[BEGIN Document excerpt]

There is no industry survey of how many disabled or chronically ill people or caregivers work in the journalism industry – whether fulltime, parttime, or freelance. Therefore, we must extrapolate the employment rate using the overall employment data of people with disabilities from the Bureau of Labor Statistics. In 2024, the BLS reported 7,528,000 people with disabilities were employed in 2023, including full-time, part-time, or self-employed. That’s about 22.5 percent of people with disabilities. Behind that number, the BLS reports about only 61.6 percent are employed full-time. (9)

The BLS includes journalism in the occupation group of Arts, Design, Entertainment, Sports, and Media. In 2023, the BLS counted 2,106,490 people in this occupation group. (10) BLS reports 2.2 percent of working disabled people in 2023 worked in that occupation group – about 1.9 percent of disabled working women worked in Arts, Design, Entertainment, Sports, and Media and 2.4 percent of disabled men worked in that same occupation group. (11)

That works out to be about 165,600 disabled people, or just 7.8 percent of the Arts, Design, Entertainment, Sports, and Media occupation group. If that number is consistent throughout the occupation group and applies to journalism specifically, even though disabled people are more than a quarter of the U.S. population, they occupy only 7.8 percent of journalism jobs.

[END Document excerpt]

Problem set
1: Decide whether each statement agrees with the passage on disabled workers in journalism, answering yes or no and quoting the words of the passage that settle it: (a) An industry survey counts the disabled people who work in journalism. (b) The BLS places journalism in the Arts, Design, Entertainment, Sports, and Media occupation group. (c) A larger share of disabled working women than disabled working men were in that occupation group.
2: Copy the passage on disabled workers in journalism word for word, starting at "The BLS includes" and ending at "of journalism jobs.".

[BEGIN Entries]

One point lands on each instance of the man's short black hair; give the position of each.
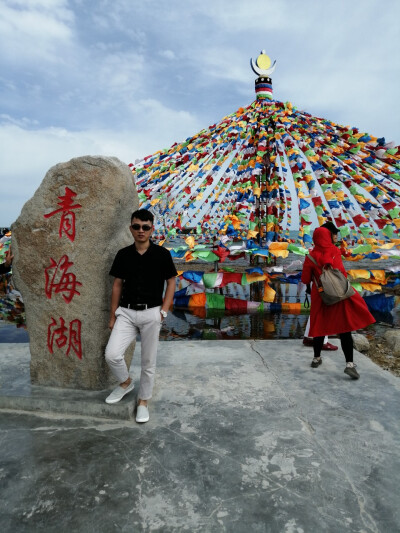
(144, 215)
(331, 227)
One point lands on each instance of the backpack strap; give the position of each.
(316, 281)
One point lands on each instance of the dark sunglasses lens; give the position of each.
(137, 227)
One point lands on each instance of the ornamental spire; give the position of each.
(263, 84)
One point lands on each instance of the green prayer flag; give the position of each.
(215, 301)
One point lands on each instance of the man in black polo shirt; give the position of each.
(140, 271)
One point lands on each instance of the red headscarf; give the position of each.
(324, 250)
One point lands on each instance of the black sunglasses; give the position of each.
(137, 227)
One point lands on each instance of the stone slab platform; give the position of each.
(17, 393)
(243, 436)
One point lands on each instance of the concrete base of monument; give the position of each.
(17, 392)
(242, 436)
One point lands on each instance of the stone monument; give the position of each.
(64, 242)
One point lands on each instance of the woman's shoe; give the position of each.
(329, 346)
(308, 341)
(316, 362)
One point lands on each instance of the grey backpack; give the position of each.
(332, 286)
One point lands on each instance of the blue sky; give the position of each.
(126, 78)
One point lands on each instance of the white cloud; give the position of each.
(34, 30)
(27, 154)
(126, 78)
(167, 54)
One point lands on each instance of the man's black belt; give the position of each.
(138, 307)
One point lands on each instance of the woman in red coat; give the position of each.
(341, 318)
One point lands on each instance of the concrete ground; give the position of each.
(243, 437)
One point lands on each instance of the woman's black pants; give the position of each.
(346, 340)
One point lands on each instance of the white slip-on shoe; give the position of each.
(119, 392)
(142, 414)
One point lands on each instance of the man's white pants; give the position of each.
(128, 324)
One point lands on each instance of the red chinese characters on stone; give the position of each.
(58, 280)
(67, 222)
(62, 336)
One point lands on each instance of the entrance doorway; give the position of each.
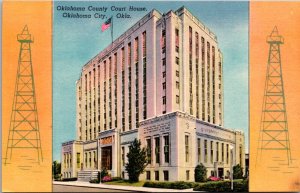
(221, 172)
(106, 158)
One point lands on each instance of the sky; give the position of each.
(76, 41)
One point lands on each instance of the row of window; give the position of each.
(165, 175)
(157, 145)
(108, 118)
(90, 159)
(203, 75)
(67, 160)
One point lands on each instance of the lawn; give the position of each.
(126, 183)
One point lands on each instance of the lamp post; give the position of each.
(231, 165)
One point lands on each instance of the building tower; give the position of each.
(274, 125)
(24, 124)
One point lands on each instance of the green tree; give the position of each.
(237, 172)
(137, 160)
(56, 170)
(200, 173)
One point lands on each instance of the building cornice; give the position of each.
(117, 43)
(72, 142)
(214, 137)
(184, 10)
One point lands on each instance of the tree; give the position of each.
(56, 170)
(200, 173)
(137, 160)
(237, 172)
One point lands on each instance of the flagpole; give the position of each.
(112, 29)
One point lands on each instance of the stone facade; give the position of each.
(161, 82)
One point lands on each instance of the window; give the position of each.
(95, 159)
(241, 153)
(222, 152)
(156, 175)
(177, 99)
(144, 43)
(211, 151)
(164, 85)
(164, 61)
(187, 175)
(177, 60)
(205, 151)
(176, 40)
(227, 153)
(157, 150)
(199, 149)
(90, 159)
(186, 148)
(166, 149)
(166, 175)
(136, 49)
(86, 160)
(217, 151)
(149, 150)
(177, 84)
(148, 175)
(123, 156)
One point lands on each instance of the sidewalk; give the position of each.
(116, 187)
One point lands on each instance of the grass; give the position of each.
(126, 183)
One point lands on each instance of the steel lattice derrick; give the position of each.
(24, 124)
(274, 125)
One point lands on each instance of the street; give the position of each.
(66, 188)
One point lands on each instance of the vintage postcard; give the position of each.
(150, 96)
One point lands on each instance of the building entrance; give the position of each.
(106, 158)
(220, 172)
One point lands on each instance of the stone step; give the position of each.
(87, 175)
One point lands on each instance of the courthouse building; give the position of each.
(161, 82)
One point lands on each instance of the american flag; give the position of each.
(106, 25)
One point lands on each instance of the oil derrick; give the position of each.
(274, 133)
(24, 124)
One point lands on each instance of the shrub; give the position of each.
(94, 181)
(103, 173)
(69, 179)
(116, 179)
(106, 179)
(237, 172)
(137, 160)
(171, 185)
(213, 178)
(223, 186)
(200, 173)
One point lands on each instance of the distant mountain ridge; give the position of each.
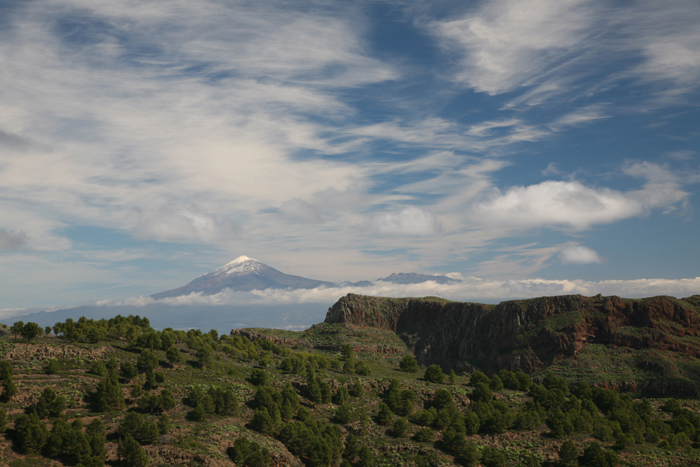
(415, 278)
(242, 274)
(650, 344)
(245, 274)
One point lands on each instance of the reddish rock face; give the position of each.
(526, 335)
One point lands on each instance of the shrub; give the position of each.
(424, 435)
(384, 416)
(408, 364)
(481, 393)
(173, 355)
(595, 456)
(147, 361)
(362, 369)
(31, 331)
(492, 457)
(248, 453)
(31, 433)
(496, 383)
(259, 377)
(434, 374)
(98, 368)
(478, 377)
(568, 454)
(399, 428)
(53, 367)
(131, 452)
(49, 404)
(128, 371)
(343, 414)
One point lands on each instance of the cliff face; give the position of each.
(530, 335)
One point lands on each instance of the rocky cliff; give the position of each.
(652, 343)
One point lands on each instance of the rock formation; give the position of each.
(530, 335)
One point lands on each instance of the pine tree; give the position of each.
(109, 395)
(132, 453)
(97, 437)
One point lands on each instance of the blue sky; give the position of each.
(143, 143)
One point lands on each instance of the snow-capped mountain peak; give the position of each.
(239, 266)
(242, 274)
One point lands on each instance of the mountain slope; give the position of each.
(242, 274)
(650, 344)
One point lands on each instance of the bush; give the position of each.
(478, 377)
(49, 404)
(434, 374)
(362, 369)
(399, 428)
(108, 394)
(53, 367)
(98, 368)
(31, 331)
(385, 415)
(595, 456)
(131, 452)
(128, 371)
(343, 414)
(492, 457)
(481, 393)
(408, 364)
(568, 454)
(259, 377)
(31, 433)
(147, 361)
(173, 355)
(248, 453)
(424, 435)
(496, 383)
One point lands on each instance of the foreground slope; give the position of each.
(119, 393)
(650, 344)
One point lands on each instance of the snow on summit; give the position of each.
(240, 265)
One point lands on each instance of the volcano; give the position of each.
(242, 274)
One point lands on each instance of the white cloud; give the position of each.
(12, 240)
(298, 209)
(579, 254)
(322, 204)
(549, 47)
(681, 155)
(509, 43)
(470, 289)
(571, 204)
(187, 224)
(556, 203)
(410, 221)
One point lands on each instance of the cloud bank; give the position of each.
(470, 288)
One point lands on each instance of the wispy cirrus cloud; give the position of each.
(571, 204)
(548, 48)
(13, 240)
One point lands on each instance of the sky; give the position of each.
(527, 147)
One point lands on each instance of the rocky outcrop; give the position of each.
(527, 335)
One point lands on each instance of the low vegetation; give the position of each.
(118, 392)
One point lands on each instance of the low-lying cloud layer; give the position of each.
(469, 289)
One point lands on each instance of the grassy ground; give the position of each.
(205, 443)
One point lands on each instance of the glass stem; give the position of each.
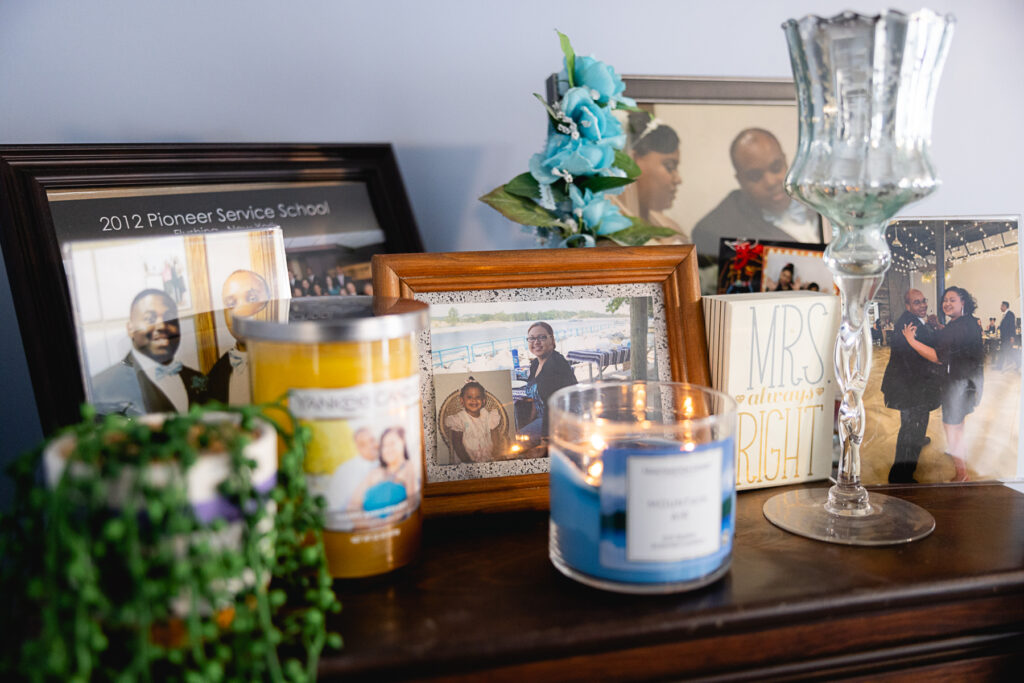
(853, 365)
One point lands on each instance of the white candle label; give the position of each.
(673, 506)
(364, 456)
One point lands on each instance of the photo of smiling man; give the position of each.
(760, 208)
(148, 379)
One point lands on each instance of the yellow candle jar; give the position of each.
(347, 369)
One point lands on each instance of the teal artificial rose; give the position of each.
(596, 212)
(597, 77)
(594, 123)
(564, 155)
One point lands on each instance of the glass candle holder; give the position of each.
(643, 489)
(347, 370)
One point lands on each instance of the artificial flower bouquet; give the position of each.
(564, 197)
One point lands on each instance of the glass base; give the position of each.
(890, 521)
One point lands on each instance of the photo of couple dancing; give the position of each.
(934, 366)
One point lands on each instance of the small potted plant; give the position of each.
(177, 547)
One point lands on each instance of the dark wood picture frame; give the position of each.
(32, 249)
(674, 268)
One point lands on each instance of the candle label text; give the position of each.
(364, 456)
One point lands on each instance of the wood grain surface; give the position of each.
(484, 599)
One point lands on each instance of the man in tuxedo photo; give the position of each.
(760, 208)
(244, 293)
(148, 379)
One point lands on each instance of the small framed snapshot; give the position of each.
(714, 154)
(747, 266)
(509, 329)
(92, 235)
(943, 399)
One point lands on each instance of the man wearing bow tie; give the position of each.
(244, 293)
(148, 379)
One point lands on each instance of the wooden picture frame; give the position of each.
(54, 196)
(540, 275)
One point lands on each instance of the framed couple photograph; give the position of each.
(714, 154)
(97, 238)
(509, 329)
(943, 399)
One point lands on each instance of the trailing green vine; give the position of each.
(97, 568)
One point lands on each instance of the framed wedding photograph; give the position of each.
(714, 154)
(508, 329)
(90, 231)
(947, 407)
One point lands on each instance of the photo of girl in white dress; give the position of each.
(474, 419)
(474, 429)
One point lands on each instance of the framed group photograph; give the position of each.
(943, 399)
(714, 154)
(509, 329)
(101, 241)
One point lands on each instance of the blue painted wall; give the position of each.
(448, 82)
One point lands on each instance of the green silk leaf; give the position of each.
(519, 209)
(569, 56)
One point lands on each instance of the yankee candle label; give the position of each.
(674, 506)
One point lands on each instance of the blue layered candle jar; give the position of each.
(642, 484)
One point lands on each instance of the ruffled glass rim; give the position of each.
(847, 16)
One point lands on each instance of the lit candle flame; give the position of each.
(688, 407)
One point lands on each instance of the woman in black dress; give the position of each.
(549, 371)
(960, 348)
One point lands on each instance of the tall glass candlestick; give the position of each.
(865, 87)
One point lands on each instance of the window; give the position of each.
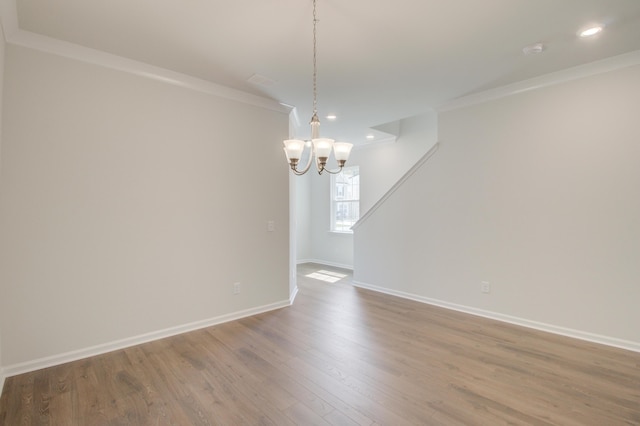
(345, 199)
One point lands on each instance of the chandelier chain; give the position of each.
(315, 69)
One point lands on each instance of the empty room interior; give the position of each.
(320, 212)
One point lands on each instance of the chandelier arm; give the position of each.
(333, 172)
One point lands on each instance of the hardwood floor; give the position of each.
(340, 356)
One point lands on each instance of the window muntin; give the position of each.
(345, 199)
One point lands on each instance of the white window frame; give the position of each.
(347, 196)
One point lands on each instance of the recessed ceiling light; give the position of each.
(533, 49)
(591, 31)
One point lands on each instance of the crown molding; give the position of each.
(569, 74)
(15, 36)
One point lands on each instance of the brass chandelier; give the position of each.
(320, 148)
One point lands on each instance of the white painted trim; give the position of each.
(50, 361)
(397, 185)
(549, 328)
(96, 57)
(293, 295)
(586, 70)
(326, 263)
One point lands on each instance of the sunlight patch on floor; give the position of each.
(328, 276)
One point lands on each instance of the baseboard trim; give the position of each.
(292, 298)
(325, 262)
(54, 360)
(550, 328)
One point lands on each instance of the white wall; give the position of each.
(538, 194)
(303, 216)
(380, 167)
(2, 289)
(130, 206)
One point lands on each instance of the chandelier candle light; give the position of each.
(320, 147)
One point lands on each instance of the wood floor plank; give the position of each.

[END Entries]

Results for each task
1:
(a) No: "There is no industry survey of how many disabled or chronically ill people or caregivers work in the journalism industry"
(b) Yes: "The BLS includes journalism in the occupation group of Arts, Design, Entertainment, Sports, and Media."
(c) No: "about 1.9 percent of disabled working women worked in Arts, Design, Entertainment, Sports, and Media and 2.4 percent of disabled men worked in that same occupation group"

2:
The BLS includes journalism in the occupation group of Arts, Design, Entertainment, Sports, and Media. In 2023, the BLS counted 2,106,490 people in this occupation group. (10) BLS reports 2.2 percent of working disabled people in 2023 worked in that occupation group – about 1.9 percent of disabled working women worked in Arts, Design, Entertainment, Sports, and Media and 2.4 percent of disabled men worked in that same occupation group. (11)

That works out to be about 165,600 disabled people, or just 7.8 percent of the Arts, Design, Entertainment, Sports, and Media occupation group. If that number is consistent throughout the occupation group and applies to journalism specifically, even though disabled people are more than a quarter of the U.S. population, they occupy only 7.8 percent of journalism jobs.